The comparison report includes:

- **Job metadata**: Job ID, node, mode, duration for each phase
- **Baseline locations**: Paths to saved Criterion baselines
- **critcmp output**: Detailed performance comparison (if available)
- **Status tracking**: Success/timeout/failure for each phase

Criterion baselines are saved as:

- `denseslotmap`: Default DenseSlotMap backend (enabled by default)
- `slotmap`: SlotMap backend (run with `--no-default-features`)

These can be compared using `critcmp slotmap denseslotmap` or Criterion's CLI tools.

**Common Issues**:

1. **Module loading failures**: Script continues with PATH-based Rust/Python if modules unavailable
2. **NFS .nfs* files**: `cargo clean` warnings are expected on shared filesystems, script continues
3. **Timeout before completion**: Increase time limit with `--time=` or use standard mode instead of `--large`
4. **Missing critcmp**: Install with `cargo install critcmp` for detailed comparison output

**Environment Variables**:

- `BENCH_LARGE_SCALE=1`: Automatically set when using `--large` flag
- `CARGO_TARGET_DIR`: Set to node-local scratch for faster builds
- `CARGO_UPDATE_IN_JOB=1`: Optional, runs `cargo update` before benchmarks (default: skip)

_ _ _

**Work to do**:
(a) Please reproduce the benchmark report notes in full, word for word.
(b) Transcribe word for word everything in the entries from the first line down through the line containing "column 515, row 120".

**Provided records**:

_ _ _

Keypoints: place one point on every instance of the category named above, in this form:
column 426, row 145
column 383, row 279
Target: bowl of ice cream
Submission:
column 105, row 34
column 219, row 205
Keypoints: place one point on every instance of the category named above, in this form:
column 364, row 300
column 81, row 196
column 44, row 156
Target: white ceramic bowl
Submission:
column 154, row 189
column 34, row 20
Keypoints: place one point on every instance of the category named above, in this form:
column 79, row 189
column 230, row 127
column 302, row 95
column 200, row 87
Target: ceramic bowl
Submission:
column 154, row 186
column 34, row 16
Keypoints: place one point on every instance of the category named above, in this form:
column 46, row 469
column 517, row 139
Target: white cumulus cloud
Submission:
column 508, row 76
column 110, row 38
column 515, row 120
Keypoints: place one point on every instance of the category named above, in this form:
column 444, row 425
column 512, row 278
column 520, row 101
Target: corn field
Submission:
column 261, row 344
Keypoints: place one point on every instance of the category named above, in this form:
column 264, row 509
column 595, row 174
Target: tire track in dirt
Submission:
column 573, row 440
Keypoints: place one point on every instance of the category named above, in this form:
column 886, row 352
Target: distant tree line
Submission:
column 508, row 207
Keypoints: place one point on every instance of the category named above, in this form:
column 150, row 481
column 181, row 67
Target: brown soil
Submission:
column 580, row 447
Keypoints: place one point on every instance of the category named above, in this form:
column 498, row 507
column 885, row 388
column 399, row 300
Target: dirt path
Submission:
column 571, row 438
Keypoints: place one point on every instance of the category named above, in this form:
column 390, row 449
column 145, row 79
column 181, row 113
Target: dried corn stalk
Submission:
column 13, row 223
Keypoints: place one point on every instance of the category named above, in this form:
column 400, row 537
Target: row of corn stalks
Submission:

_ _ _

**Results for each task**:
(a)
The comparison report includes:

- **Job metadata**: Job ID, node, mode, duration for each phase
- **Baseline locations**: Paths to saved Criterion baselines
- **critcmp output**: Detailed performance comparison (if available)
- **Status tracking**: Success/timeout/failure for each phase

Criterion baselines are saved as:

- `denseslotmap`: Default DenseSlotMap backend (enabled by default)
- `slotmap`: SlotMap backend (run with `--no-default-features`)

These can be compared using `critcmp slotmap denseslotmap` or Criterion's CLI tools.

**Common Issues**:

1. **Module loading failures**: Script continues with PATH-based Rust/Python if modules unavailable
2. **NFS .nfs* files**: `cargo clean` warnings are expected on shared filesystems, script continues
3. **Timeout before completion**: Increase time limit with `--time=` or use standard mode instead of `--large`
4. **Missing critcmp**: Install with `cargo install critcmp` for detailed comparison output

**Environment Variables**:

- `BENCH_LARGE_SCALE=1`: Automatically set when using `--large` flag
- `CARGO_TARGET_DIR`: Set to node-local scratch for faster builds
- `CARGO_UPDATE_IN_JOB=1`: Optional, runs `cargo update` before benchmarks (default: skip)

(b)
Keypoints: place one point on every instance of the category named above, in this form:
column 426, row 145
column 383, row 279
Target: bowl of ice cream
Submission:
column 105, row 34
column 219, row 205
Keypoints: place one point on every instance of the category named above, in this form:
column 364, row 300
column 81, row 196
column 44, row 156
Target: white ceramic bowl
Submission:
column 154, row 189
column 34, row 20
Keypoints: place one point on every instance of the category named above, in this form:
column 79, row 189
column 230, row 127
column 302, row 95
column 200, row 87
Target: ceramic bowl
Submission:
column 154, row 186
column 34, row 16
Keypoints: place one point on every instance of the category named above, in this form:
column 46, row 469
column 517, row 139
Target: white cumulus cloud
Submission:
column 508, row 76
column 110, row 38
column 515, row 120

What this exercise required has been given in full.